* _Short exercise 1_
List every city or state named in the career profile, giving each once.
* _Short exercise 2_
Answer from the career profile:
(a) What kind of full-time position did the FTA offer her after graduation?
(b) What role did she fill when she returned to Seattle?
(c) Which law passed before her move to the Federal Railroad Administration?
* _Short exercise 3_
Reproduce everything in the career profile from "After the American" down to "Northeast Corridor (NEC).".

* _Page text_

While in college, she was fortunate to land an internship with the Federal Transit Administration office in Seattle, where she worked on commuter- and light-rail projects in the Northwest. The internship was the quintessential door-opener: After graduation, the FTA offered her a full-time community planning position at the Seattle office.
Not long after, Reyes-Alicea left for the FTA's New York City office, where she worked on public transportation and rail projects in New York and New Jersey for several years before returning to Seattle to serve as director of planning and development.
After the American Recovery and Reinvestment Act of 2009 passed and federal dollars started flowing toward new transportation projects, Reyes-Alicea moved over to the Federal Railroad Administration, where she was named a regional manager to coordinate stimulus-funded projects on the Northeast Corridor (NEC).

* _Material_
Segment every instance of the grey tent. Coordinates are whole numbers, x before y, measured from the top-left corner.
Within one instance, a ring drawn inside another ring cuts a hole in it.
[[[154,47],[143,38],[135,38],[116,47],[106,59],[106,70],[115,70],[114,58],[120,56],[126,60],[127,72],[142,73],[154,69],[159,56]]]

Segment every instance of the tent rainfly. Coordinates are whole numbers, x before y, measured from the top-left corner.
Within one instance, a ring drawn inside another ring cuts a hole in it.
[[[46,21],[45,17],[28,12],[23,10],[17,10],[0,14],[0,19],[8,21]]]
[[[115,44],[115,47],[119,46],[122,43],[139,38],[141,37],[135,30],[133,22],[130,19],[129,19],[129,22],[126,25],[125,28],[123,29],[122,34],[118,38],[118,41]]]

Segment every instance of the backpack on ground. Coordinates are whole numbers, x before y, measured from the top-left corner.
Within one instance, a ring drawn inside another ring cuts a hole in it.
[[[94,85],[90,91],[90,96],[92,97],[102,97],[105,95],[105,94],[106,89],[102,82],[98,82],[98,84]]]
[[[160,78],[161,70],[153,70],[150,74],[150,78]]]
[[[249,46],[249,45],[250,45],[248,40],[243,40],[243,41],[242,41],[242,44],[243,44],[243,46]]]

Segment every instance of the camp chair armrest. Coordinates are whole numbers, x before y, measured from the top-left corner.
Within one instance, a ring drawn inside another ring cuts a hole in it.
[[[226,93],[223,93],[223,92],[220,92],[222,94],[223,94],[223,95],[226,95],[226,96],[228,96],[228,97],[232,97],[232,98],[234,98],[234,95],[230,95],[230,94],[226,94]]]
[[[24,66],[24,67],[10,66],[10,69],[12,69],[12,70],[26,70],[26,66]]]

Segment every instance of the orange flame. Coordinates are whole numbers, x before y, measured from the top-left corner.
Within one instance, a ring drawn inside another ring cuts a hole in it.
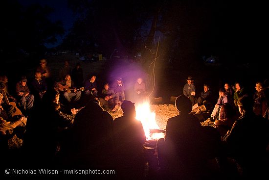
[[[159,139],[164,137],[163,133],[155,133],[151,134],[150,129],[158,129],[159,127],[156,120],[156,114],[150,110],[149,102],[144,102],[138,104],[135,107],[136,117],[135,118],[141,121],[147,140],[151,139]]]

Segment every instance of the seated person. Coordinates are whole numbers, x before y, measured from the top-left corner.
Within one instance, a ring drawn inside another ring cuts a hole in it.
[[[269,121],[253,112],[252,98],[243,97],[237,102],[242,116],[224,138],[227,152],[242,168],[242,179],[249,177],[261,179],[268,172],[265,159],[269,142]]]
[[[207,108],[210,108],[208,106],[211,103],[211,96],[212,93],[209,89],[209,86],[204,84],[203,85],[203,91],[201,92],[200,96],[197,100],[198,105],[204,104]]]
[[[112,90],[115,94],[118,95],[119,101],[122,103],[125,100],[125,87],[121,78],[117,78],[116,81],[112,84]]]
[[[0,76],[0,83],[1,83],[0,84],[0,93],[2,94],[1,91],[4,90],[7,96],[7,98],[8,99],[8,101],[10,102],[15,102],[17,103],[16,99],[11,96],[8,92],[8,78],[6,76],[3,75]]]
[[[217,120],[219,116],[220,110],[222,106],[225,103],[229,103],[232,107],[233,107],[233,103],[232,102],[232,98],[231,97],[229,93],[227,93],[224,88],[221,88],[219,92],[219,98],[218,102],[215,105],[215,107],[210,116],[210,121],[215,121]]]
[[[225,103],[222,105],[218,120],[214,122],[222,137],[224,137],[227,131],[232,128],[235,120],[235,111],[230,104]]]
[[[88,97],[90,97],[90,99],[94,99],[98,95],[97,85],[96,81],[95,81],[96,79],[96,77],[95,76],[91,76],[90,79],[86,81],[84,85],[85,95]]]
[[[220,137],[215,128],[202,127],[190,114],[192,105],[187,97],[179,96],[175,105],[179,114],[168,119],[165,138],[157,143],[161,169],[167,174],[165,179],[201,179],[206,159],[216,155],[214,145],[220,143]]]
[[[22,77],[16,85],[17,99],[21,103],[20,106],[24,111],[31,109],[34,105],[34,95],[30,94],[26,83],[26,77]]]
[[[104,98],[107,96],[109,97],[109,103],[112,104],[113,107],[116,105],[120,105],[119,95],[115,94],[114,91],[110,88],[109,83],[105,84],[104,89],[102,90],[101,97]]]
[[[234,94],[233,94],[233,99],[234,100],[234,104],[236,107],[238,107],[237,104],[239,98],[247,96],[245,90],[245,88],[242,87],[242,84],[236,82],[234,84],[235,86],[233,87],[233,89],[234,90]]]
[[[195,97],[195,86],[193,82],[193,79],[192,77],[188,77],[186,79],[187,83],[183,88],[183,94],[190,99],[192,103],[192,105],[197,103],[197,100]]]
[[[83,70],[80,67],[80,63],[78,62],[76,66],[72,71],[72,78],[76,87],[82,87],[83,86]]]
[[[121,108],[123,116],[115,119],[113,133],[119,176],[124,179],[134,177],[141,179],[140,173],[145,164],[143,159],[143,145],[146,142],[145,132],[141,122],[135,118],[134,104],[129,101],[124,101]]]
[[[69,61],[67,60],[65,61],[65,64],[59,71],[59,80],[65,79],[66,76],[70,75],[72,73],[72,69],[69,65]]]
[[[257,82],[256,83],[255,88],[256,92],[253,96],[254,103],[253,111],[257,115],[263,116],[268,107],[263,88],[263,83],[261,82]]]
[[[3,98],[3,95],[0,93],[0,135],[12,134],[15,132],[19,132],[16,131],[20,129],[19,127],[21,127],[21,130],[20,130],[20,132],[24,133],[27,118],[22,114],[14,117],[9,116],[1,105]]]
[[[224,84],[224,88],[228,93],[230,94],[230,95],[232,96],[232,97],[233,96],[233,90],[231,87],[230,84],[229,84],[227,82],[226,82],[225,84]]]
[[[106,96],[104,98],[99,98],[98,100],[100,103],[100,106],[107,111],[115,111],[119,107],[118,105],[115,105],[111,96]]]
[[[50,71],[47,66],[47,61],[45,59],[40,60],[40,66],[37,68],[36,71],[39,71],[42,75],[42,77],[48,78],[50,77]]]
[[[146,84],[142,78],[139,77],[134,86],[134,100],[135,103],[142,103],[146,93]]]
[[[79,101],[81,96],[81,92],[77,90],[74,87],[74,83],[71,80],[71,77],[69,75],[66,76],[65,79],[60,81],[59,83],[63,87],[67,88],[67,89],[65,89],[63,90],[66,91],[64,93],[64,97],[67,102],[70,103],[71,100],[74,102]]]
[[[35,79],[32,82],[33,93],[35,97],[42,99],[43,95],[47,89],[45,78],[42,77],[41,72],[37,71],[35,73]]]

* _Result 1_
Seattle, New York City, New York, New Jersey

* _Result 2_
(a) A community planning position at the Seattle office
(b) Director of planning and development
(c) The American Recovery and Reinvestment Act of 2009

* _Result 3_
After the American Recovery and Reinvestment Act of 2009 passed and federal dollars started flowing toward new transportation projects, Reyes-Alicea moved over to the Federal Railroad Administration, where she was named a regional manager to coordinate stimulus-funded projects on the Northeast Corridor (NEC).